OBJECTIVE:
Rewrite every line of the entries below, putting "model answer" wherever "sample reply" occurs and keeping everything else as it is.
↓
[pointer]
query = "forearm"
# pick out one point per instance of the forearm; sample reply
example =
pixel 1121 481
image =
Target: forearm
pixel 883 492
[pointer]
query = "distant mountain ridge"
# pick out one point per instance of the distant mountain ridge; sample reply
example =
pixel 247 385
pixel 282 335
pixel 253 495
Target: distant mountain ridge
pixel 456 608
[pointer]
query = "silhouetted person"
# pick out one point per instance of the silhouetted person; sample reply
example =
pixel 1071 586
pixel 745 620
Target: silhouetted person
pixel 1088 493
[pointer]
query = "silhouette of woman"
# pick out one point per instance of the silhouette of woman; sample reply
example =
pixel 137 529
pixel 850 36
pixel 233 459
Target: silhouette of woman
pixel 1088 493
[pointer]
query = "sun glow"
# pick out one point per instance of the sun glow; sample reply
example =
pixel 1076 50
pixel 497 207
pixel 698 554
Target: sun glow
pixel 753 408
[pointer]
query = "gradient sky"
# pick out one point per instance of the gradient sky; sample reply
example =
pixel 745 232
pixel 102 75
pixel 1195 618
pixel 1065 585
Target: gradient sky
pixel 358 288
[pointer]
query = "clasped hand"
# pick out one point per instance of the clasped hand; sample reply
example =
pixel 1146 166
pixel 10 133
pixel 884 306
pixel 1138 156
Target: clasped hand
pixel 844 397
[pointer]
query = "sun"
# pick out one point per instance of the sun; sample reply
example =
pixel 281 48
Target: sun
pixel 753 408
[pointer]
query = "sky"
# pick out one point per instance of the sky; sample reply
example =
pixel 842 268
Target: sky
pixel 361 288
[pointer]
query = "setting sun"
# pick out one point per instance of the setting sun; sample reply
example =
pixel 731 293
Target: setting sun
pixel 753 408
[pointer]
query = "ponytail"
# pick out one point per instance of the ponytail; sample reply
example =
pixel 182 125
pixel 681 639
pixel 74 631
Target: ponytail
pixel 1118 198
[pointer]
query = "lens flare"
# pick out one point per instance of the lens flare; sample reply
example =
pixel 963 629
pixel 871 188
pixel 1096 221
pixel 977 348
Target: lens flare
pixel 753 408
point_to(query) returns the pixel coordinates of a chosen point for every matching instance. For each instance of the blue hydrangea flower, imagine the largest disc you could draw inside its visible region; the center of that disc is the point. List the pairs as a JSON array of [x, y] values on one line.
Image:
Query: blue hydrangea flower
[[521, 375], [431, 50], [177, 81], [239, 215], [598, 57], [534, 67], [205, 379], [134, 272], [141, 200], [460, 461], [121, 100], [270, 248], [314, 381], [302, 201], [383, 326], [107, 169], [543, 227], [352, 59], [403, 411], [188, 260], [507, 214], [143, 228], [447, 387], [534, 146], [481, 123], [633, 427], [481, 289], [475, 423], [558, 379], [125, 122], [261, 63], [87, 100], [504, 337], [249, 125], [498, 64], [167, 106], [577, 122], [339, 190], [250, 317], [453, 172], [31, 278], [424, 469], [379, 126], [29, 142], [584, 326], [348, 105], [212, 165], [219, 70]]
↑
FULL SOLUTION:
[pointer]
query = "forearm"
# pick out one point per instance of the forearm; model answer
example =
pixel 1121 481
image =
Target: forearm
pixel 883 492
[pointer]
query = "distant mountain ridge"
# pick out one point per instance of the distant mountain ridge; model answer
example =
pixel 247 385
pixel 282 335
pixel 253 495
Target: distant mountain ridge
pixel 456 608
[pointer]
query = "silhouetted person"
# pick out one point per instance of the silhouetted person; model answer
example =
pixel 1071 586
pixel 745 620
Target: silhouetted person
pixel 1088 493
[pointer]
query = "silhouette of woman"
# pick out one point per instance of the silhouette of woman; model answer
example =
pixel 137 529
pixel 850 36
pixel 233 459
Target: silhouette of woman
pixel 1088 493
[pointer]
query = "sun glow"
# pick out one point per instance of the sun glow; model answer
example =
pixel 1076 50
pixel 497 207
pixel 698 554
Target: sun glow
pixel 753 408
[pointer]
query = "gradient sky"
# pick out one point per instance of the gradient sky; model answer
example =
pixel 745 232
pixel 102 75
pixel 1195 618
pixel 1065 585
Target: gradient sky
pixel 358 288
[pointer]
query = "clasped hand"
# pick out one point per instance of the clasped hand; model answer
example =
pixel 1146 166
pixel 10 133
pixel 884 306
pixel 1138 156
Target: clasped hand
pixel 844 397
[pointer]
query = "sun"
# pick out one point per instance of the sun; model answer
example =
pixel 281 48
Target: sun
pixel 753 408
[pointer]
query = "sky"
# pick out one point per instance of the sky; model answer
example =
pixel 842 268
Target: sky
pixel 361 288
[pointer]
query = "setting sun"
# pick out one point per instance of the setting sun; model answer
example =
pixel 731 293
Target: setting sun
pixel 753 408
[pointer]
query = "ponytail"
# pick out one point per instance of the ponytail; model answer
example =
pixel 182 125
pixel 681 639
pixel 74 631
Target: ponytail
pixel 1118 198
[pointer]
query = "lens flare"
# pick out one point per instance of the lens flare; model answer
example =
pixel 963 629
pixel 871 188
pixel 1096 221
pixel 977 348
Target: lens flare
pixel 753 408
point_to(query) returns the pixel coordinates of a chosen point for every matching instance. For each instance of the blue hydrangea flower, imagine the largest disc you could draw inside its visible region; the center of that disc is the point. List the pairs as a JSON array of [x, y] values on one line.
Image:
Query: blue hydrangea flower
[[521, 375], [431, 50], [177, 81], [239, 215], [598, 57], [534, 67], [205, 379], [134, 272], [141, 200], [460, 461], [121, 100], [270, 248], [314, 381], [302, 201], [383, 326], [107, 169], [543, 227], [352, 59], [403, 411], [188, 260], [507, 214], [143, 228], [447, 387], [534, 146], [481, 123], [633, 427], [481, 289], [475, 423], [558, 379], [125, 122], [261, 63], [87, 100], [504, 337], [249, 125], [498, 64], [167, 106], [577, 122], [339, 190], [250, 317], [453, 172], [31, 278], [424, 469], [379, 126], [29, 142], [584, 326], [348, 105], [212, 165], [219, 70]]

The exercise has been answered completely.